## Documentgedeelte
————————

De voor 'Gemengd' aangewezen gronden zijn bestemd voor:

  • a. cultuur en ontspanning;
  • b. dienstverlening;
  • c. maatschappelijk;
  • d. verkeer;
  • e. wonen;
  • f. ter plaatse van de aanduiding 'detailhandel', voor detailhandel;

met daarbijbehorende:

  • g. gebouwen;
  • h. bouwwerken, geen gebouwen zijnde;
  • i. winkelvoorzieningen;
  • j. werken, geen bouwwerk zijnde, en werkzaamheden;
  • k. tuinen;
  • l. erven;
  • m. terreinen;
  • n. wegen en paden;
  • o. openbare nutsvoorzieningen;
  • p. waterhuishoudkundige voorzieningen;
  • q. groenvoorzieningen;
  • r. parkeervoorzieningen.
3.2 Bouwregels

Op de voor 'Gemengd' aangewezen gronden mogen uitsluitend bouwwerken ten dienste van de bestemming worden gebouwd.

3.2.1 Gebouwen

Voor het bouwen van gebouwen gelden de volgende regels:

  • a. uitsluitend gebouwen mogen worden gebouwd ten behoeve van de in 3.1 onder i genoemde functie;
  • b. maximaal één gebouw is toegestaan;
  • c. de oppervlakte van een gebouw niet meer dan 35 m2 mag bedragen;
  • d. de bouwhoogte van een gebouw niet meer dan 3 m mag bedragen;
  • e. de afstand tot de zijdelingse perceelsgrens bedraagt ten minste 3 m.

————————

Aanwijsitems voor benoemde objecten
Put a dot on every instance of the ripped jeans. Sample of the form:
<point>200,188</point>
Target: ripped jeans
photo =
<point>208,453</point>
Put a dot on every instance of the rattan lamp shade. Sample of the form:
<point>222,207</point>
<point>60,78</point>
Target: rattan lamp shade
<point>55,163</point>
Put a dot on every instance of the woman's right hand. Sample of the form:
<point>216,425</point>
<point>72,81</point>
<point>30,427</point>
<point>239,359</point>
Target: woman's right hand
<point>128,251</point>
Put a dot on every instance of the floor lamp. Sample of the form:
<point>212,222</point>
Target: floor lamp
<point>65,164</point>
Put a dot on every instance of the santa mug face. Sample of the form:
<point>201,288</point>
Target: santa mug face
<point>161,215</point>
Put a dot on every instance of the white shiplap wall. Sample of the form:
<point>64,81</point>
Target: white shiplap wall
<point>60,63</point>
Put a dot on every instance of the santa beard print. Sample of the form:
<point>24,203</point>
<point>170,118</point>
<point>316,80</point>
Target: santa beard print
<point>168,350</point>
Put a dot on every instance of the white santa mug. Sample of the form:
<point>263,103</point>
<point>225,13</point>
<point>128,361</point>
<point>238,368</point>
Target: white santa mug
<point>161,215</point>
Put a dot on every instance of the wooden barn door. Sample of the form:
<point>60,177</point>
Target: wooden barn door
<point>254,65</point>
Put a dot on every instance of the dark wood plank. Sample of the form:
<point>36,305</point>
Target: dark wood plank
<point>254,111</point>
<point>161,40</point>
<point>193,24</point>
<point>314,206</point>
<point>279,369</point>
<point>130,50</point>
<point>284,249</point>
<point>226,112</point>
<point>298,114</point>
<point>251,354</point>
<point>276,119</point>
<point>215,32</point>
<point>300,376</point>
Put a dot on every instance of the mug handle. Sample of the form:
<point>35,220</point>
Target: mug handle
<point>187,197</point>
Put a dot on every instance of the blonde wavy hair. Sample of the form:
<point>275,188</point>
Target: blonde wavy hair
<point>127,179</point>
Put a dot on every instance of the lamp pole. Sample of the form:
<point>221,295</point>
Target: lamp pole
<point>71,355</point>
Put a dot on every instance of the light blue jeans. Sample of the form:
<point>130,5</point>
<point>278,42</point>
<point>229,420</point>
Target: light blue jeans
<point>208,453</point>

————————

## Opgegeven doel 1
Wijzig in de bestemmingsregels voor 'Gemengd' het deel dat begint bij de woorden "3.2 Bouwregels" en stopt na "minste 3 m.". Vervang daarin "bouwhoogte" door "goothoogte".
## Opgegeven doel 2
Schrijf een vervolg op de bestemmingsregels voor 'Gemengd', te beginnen na de laatste zin die er staat.

## Resultaat 1
3.2 Bouwregels

Op de voor 'Gemengd' aangewezen gronden mogen uitsluitend bouwwerken ten dienste van de bestemming worden gebouwd.

3.2.1 Gebouwen

Voor het bouwen van gebouwen gelden de volgende regels:

  • a. uitsluitend gebouwen mogen worden gebouwd ten behoeve van de in 3.1 onder i genoemde functie;
  • b. maximaal één gebouw is toegestaan;
  • c. de oppervlakte van een gebouw niet meer dan 35 m2 mag bedragen;
  • d. de goothoogte van een gebouw niet meer dan 3 m mag bedragen;
  • e. de afstand tot de zijdelingse perceelsgrens bedraagt ten minste 3 m.

## Resultaat 2
3.2.2 Bouwwerken, geen gebouwen zijnde

Voor bouwwerken, geen gebouw zijnde gelden de volgende regels:

  • a. de bouwhoogte mag niet meer dan 3 m bedragen.
3.3 Nadere eisen

Burgemeester en wethouders kunnen nadere eisen stellen aan de plaats en de afmetingen van de bebouwing ten behoeve van:

  • a. de gebruiksmogelijkheden van de aangrenzende gronden;
  • b. het bebouwingsbeeld;
  • c. de verkeersveiligheid;
  • d. de sociale en externe veiligheid.
3.3.1 Procedure

Voor het stellen van een nadere eis geldt de in 10.1 vermelde voorbereidingsprocedure.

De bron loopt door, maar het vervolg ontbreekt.